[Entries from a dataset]
◆ ◆ ◆

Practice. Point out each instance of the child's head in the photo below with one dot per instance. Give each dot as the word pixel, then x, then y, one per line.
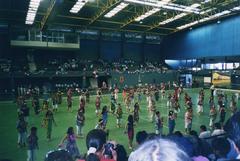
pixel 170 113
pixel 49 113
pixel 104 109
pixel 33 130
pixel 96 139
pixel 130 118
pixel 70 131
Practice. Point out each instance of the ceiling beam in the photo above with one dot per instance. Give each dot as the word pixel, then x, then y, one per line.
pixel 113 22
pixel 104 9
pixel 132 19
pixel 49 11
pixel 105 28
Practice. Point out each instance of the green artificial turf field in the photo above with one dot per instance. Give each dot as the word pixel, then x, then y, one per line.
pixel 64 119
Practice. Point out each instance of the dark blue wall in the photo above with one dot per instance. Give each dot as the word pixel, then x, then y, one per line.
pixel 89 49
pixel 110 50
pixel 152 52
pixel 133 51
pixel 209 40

◆ ◆ ◆

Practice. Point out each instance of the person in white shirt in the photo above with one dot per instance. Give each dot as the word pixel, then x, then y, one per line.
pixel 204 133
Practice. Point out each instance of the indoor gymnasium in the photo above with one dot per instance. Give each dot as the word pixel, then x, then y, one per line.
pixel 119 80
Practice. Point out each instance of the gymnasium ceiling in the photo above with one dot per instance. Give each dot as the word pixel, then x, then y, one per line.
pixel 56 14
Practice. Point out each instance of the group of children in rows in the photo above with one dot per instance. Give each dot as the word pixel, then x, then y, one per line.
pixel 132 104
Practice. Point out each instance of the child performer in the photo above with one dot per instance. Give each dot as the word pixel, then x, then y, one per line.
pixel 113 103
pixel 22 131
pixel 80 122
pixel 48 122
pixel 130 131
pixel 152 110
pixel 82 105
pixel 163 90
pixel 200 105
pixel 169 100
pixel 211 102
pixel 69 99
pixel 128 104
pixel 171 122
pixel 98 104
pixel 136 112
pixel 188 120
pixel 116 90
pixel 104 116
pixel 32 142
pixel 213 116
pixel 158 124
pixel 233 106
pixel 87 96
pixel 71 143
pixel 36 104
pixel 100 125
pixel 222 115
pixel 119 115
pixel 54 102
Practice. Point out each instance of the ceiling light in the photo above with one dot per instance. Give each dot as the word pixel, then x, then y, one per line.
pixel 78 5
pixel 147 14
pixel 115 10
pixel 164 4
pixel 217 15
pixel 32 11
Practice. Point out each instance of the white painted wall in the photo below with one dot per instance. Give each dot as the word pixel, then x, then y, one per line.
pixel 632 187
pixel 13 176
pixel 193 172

◆ ◆ ◆

• **Required task**:
Starting at the line containing "Practice. Point out each instance of the green" and stopping after the line containing "pixel 209 40", rewrite those lines with "Point out" swapped for "Mark" and all else unchanged. Return only these lines.

• **Response to this exercise**:
Practice. Mark each instance of the green artificial turf field in the photo above with one dot per instance. Give each dot as the word pixel, then x, then y, one per line.
pixel 64 119
Practice. Mark each instance of the dark blue wall in the photo above with one dot per instance. Give each dot as the word pixel, then x, then y, one per line.
pixel 89 49
pixel 110 50
pixel 152 52
pixel 133 51
pixel 209 40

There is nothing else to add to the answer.